* Begin Raw records *

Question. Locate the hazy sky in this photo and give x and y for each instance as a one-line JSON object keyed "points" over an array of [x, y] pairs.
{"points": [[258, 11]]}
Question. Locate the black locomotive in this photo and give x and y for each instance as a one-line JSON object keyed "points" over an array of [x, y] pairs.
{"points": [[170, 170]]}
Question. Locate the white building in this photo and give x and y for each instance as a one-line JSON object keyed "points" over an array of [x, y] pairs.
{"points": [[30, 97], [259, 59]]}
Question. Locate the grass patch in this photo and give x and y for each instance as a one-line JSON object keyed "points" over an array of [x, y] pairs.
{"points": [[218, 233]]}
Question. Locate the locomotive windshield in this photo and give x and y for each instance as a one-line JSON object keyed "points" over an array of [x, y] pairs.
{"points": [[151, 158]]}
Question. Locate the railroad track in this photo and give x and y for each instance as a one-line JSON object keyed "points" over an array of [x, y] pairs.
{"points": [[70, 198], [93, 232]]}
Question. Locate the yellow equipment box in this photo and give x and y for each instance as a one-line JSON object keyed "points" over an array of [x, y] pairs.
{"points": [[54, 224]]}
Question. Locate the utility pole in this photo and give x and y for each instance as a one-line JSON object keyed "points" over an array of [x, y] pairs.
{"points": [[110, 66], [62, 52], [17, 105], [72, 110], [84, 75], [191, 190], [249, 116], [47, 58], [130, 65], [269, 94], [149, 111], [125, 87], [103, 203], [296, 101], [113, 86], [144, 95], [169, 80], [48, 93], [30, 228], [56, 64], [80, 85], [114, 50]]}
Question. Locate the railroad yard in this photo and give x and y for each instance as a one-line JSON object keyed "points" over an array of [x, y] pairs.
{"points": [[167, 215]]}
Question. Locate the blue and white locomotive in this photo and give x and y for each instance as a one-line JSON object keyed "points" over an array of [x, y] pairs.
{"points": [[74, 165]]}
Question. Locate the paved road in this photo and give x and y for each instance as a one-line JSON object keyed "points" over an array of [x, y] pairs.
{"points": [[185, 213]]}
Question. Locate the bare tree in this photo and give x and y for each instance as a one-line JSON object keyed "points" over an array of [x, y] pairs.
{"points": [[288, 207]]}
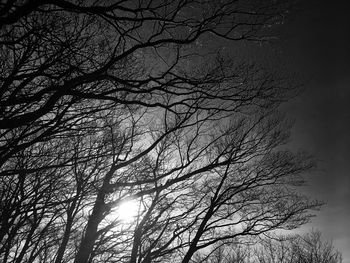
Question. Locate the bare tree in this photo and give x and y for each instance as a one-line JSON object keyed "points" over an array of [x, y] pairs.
{"points": [[108, 101], [299, 248]]}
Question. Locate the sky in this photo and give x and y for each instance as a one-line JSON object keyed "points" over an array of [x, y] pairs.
{"points": [[316, 45]]}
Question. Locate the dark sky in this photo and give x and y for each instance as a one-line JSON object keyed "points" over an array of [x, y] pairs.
{"points": [[316, 44]]}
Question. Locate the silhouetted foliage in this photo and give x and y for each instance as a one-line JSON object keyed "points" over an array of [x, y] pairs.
{"points": [[108, 101]]}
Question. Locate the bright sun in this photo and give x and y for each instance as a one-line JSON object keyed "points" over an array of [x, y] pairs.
{"points": [[127, 211]]}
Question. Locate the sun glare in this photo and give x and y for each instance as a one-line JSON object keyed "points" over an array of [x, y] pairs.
{"points": [[127, 210]]}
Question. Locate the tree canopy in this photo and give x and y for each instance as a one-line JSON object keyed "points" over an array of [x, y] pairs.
{"points": [[105, 103]]}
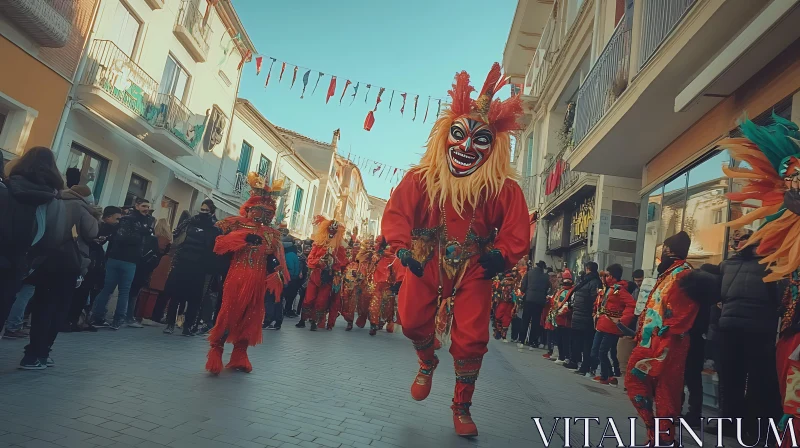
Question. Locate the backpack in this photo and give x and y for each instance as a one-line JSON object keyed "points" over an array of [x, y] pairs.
{"points": [[17, 228]]}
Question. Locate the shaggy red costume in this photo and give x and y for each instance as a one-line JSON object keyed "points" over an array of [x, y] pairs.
{"points": [[655, 369], [258, 268], [326, 262], [440, 222]]}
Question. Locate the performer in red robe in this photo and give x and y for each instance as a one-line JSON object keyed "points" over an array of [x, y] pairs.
{"points": [[440, 221], [655, 369], [385, 276], [326, 262], [350, 292], [258, 270]]}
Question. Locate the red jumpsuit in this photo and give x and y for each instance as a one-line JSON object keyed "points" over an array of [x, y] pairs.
{"points": [[410, 216], [655, 369], [248, 282], [320, 297]]}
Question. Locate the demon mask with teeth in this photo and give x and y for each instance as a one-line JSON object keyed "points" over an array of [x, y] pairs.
{"points": [[469, 150]]}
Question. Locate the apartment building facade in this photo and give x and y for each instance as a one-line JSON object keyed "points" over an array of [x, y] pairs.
{"points": [[257, 145], [43, 42], [153, 102]]}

* End Raw records *

*Required task*: Put every row above into a numbered list, omitting any blank lines. Leave the pictures out of your answer.

*Complete output*:
1. Question. Locate the hazy sky in this photo and give x and y for each instance as a one-line JSON object keyed "points" over an array of [x, y] pairs.
2. {"points": [[258, 11]]}
3. Question. Locate the black locomotive in this photo and give x and y for each instance as a one-line JSON object keyed "points" over an array of [x, y] pairs.
4. {"points": [[170, 170]]}
5. Question. Locate the white building in this photo and give x and y for each instance as a one-line JSON object keyed "points" over an array of [x, y] pairs.
6. {"points": [[30, 97], [259, 59]]}
7. Question. Locate the grass patch in this photo and give x and y for each instance as a one-line JSON object keyed "points" over an array of [x, y] pairs.
8. {"points": [[218, 233]]}
9. Question. Locate the locomotive windshield in this photo and give x and y for each instance as a one-line JSON object keyed "points" over an array of [x, y] pairs.
10. {"points": [[151, 158]]}
11. Question. Locate the railroad track in this photo and give x and y for each instance as a one-line JSON object keyed "points" over an array of [x, y] pairs.
12. {"points": [[70, 198], [93, 232]]}
13. Question. Locate the yellow equipment box in this photo and give x and y for each instance as a one-line JSON object keyed "points" over an array of [x, y] pairs.
14. {"points": [[54, 224]]}
15. Question. Locate the utility pole in this photo and give x and y for each instance as a one-line JSON object keyed "points" over an array of [x, y] pairs.
16. {"points": [[110, 66], [62, 52], [17, 105], [72, 110], [84, 75], [191, 190], [249, 116], [47, 58], [130, 65], [269, 94], [149, 111], [125, 87], [103, 203], [296, 101], [113, 86], [144, 95], [169, 80], [48, 93], [30, 228], [56, 64], [80, 85], [114, 50]]}
17. Question. Locate the railroad yard in this photo and give x and y for each instance as a one-line JSON object keyed "points" over an array of [x, y] pairs.
18. {"points": [[167, 215]]}
19. Question. Locate the blue and white locomotive in this photo and give x and y for each instance as a one-line JSON object keyed "points" over an array of [x, y] pairs.
20. {"points": [[74, 165]]}
21. Question. Locate the paved road in this photo and give x and y for each instance as a one-line JSON object keyed "points" over an array of [x, y] pairs.
22. {"points": [[185, 213]]}
23. Question. Locate the bare tree in this photo and give x and y for each instance as a one-line JSON object keyed "points" over an array of [x, y] pairs.
24. {"points": [[288, 207]]}
25. Question. Locate the bare tree in this photo and give x and y for each instance as a one-line JSON object keyed "points" over an array of [x, y] pairs.
26. {"points": [[108, 101], [299, 248]]}
27. Question. Locate the sky in this photo and give x and y for each instance as a one-line JSON object keyed "points" over an array of [x, y] pairs.
28. {"points": [[316, 45]]}
29. Question. Locate the dark sky in this photo and give x and y for each instance as a one-line JSON object keyed "points" over an array of [x, y] pairs.
30. {"points": [[316, 44]]}
31. Question. Locate the silhouetted foliage in this photo and give x and y for each instance as a one-line JSON object keyed "points" over an array of [x, y] pairs.
32. {"points": [[108, 101]]}
33. Question. Locate the bright sun in this photo and give x and y for each instance as a one-line JSON object keyed "points" over an array of [x, y] pairs.
34. {"points": [[127, 211]]}
35. Question. Locate the sun glare in this photo and give x and y for each instance as a one-line JSON object keyed "points" over an array of [x, y] pairs.
36. {"points": [[127, 210]]}
37. Question. Locate the tree canopy in this photo and give x and y for each instance as a one-line JSON object keyed "points" over an array of [x, y] pairs.
38. {"points": [[105, 103]]}
39. Question. Locate the backpack in this photo and give x and y for each instance as a one-line JSON object keyed "points" over an array of [x, y] pairs.
40. {"points": [[17, 228]]}
41. Question. Locate the shaggy red costume in this photo and give x and y for each instance as a one-line JSON object keyed "points" over an array of [x, y] pairs.
42. {"points": [[655, 369], [258, 268], [326, 262], [440, 222]]}
43. Question. Locate the performer in red robe in this photo and give x and y for each instance as a one-line JSON object keyed "points" over an array of [x, y] pairs.
44. {"points": [[440, 221], [655, 369], [385, 276], [326, 262], [350, 292], [258, 270]]}
45. Question. Locate the red jumpsuit in this photo and give x and y for each instance as a one-line JSON object keyed "points" over an array of [x, y] pairs.
46. {"points": [[410, 216], [655, 369], [248, 282], [320, 297]]}
47. Question. Locate the demon mask with teeth in this photo and give x and y for each instance as a one-line JSON object keyed "points" over an array of [x, y] pairs.
48. {"points": [[469, 150]]}
49. Question. Locate the apartment building facade in this photo and give x and y for each instance as a one-line JSON object keyed "points" over an array of [x, y] pairs.
50. {"points": [[257, 145], [43, 42], [153, 102]]}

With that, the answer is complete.